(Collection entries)
* * * * *
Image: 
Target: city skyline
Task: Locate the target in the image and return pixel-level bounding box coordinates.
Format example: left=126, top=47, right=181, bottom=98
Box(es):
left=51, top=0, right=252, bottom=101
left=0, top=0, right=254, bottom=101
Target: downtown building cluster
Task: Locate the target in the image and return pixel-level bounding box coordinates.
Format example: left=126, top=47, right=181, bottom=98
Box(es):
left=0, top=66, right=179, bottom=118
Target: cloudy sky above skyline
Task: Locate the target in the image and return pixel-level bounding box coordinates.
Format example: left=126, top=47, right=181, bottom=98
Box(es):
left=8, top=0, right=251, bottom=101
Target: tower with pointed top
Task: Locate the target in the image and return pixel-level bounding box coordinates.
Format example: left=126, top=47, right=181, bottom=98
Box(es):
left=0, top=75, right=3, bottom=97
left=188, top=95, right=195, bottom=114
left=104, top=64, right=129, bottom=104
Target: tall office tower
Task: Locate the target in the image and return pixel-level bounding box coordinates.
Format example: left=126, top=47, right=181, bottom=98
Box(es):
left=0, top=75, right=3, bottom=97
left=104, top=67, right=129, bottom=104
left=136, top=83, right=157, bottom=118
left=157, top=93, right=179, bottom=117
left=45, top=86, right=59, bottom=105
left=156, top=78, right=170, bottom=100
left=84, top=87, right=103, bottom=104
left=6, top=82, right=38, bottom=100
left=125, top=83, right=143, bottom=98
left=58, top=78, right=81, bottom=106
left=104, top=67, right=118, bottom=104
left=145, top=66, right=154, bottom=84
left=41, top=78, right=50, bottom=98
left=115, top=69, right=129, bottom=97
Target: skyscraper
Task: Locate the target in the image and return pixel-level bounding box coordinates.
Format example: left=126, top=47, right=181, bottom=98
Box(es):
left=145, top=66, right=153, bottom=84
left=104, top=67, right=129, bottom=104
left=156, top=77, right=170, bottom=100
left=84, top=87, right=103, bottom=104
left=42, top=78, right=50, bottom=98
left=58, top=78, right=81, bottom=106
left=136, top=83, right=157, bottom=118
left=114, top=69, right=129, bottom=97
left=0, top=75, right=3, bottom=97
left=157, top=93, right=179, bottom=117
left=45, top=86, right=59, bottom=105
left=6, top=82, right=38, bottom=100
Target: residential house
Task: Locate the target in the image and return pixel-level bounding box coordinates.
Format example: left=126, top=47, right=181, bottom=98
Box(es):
* * * * *
**Goal of the exercise**
Copy out the entire listing above, line by line, without changing anything.

**Result for this task**
Image: 
Target: city skyline
Task: Locate the target in the image and return pixel-level bounding box coordinates.
Format example: left=126, top=47, right=181, bottom=98
Box(es):
left=51, top=0, right=252, bottom=101
left=0, top=0, right=254, bottom=101
Target: downtown building cluster
Task: Locate the target in the image and return pixel-level bounding box coordinates.
Format example: left=126, top=47, right=181, bottom=98
Box(es):
left=0, top=66, right=179, bottom=118
Target: cloudy sky above skyline
Task: Locate the target in the image and return pixel-level bounding box coordinates.
Format example: left=126, top=47, right=181, bottom=98
Box(es):
left=8, top=0, right=251, bottom=101
Target: tower with pointed top
Task: Locate the target in the image and return pixel-level bounding box coordinates.
Format example: left=126, top=47, right=181, bottom=98
Box(es):
left=0, top=75, right=3, bottom=97
left=188, top=95, right=195, bottom=114
left=104, top=64, right=129, bottom=104
Target: tall office tower
Task: Locate the target in the image and return pixel-level bounding box coordinates.
Format example: left=126, top=47, right=181, bottom=98
Box(es):
left=0, top=75, right=3, bottom=97
left=104, top=67, right=129, bottom=104
left=136, top=83, right=157, bottom=118
left=157, top=93, right=179, bottom=117
left=45, top=86, right=59, bottom=105
left=156, top=78, right=170, bottom=100
left=84, top=87, right=103, bottom=104
left=6, top=82, right=38, bottom=100
left=125, top=83, right=143, bottom=98
left=58, top=78, right=81, bottom=106
left=104, top=67, right=118, bottom=104
left=145, top=66, right=154, bottom=84
left=41, top=78, right=50, bottom=98
left=115, top=69, right=129, bottom=97
Target: skyscraper
Task: Locate the target in the image and return pixel-level bounding box coordinates.
Format example: left=126, top=47, right=181, bottom=98
Box(es):
left=145, top=66, right=153, bottom=84
left=104, top=67, right=129, bottom=104
left=156, top=77, right=170, bottom=100
left=84, top=87, right=103, bottom=104
left=42, top=78, right=50, bottom=98
left=58, top=78, right=81, bottom=106
left=136, top=83, right=157, bottom=118
left=114, top=69, right=129, bottom=97
left=0, top=75, right=3, bottom=97
left=157, top=93, right=179, bottom=117
left=45, top=86, right=59, bottom=105
left=6, top=82, right=38, bottom=100
Target: residential house
Task: Locate the target in the image and return pixel-level bounding box coordinates.
Format example: left=126, top=47, right=181, bottom=98
Box(es):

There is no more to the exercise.